*Data under study:*
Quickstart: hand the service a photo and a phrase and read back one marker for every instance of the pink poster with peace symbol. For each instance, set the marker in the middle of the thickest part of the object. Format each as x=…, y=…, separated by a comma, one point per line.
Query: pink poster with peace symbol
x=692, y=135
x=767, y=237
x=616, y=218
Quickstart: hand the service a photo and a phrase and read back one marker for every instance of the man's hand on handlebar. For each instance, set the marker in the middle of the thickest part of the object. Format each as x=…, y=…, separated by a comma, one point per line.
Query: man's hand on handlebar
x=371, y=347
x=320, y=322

*Task prompt:*
Look through the entries above. Copy out every line holding the word "instance".

*Written answer:*
Quickstart: hand the service a photo and a phrase and read back one marker for every instance of the pink poster with peace symbol. For each instance, set the marker in the middle of the thickest part of the object. Format each as x=…, y=…, separated by a comma, one point per line.
Quickstart: hand the service a photo and a phrase and read back one marker for every instance of the man's hand on handlebar. For each instance, set the marker in the middle of the thickest part of the object. Format each as x=…, y=…, separated by a comma, one point per line.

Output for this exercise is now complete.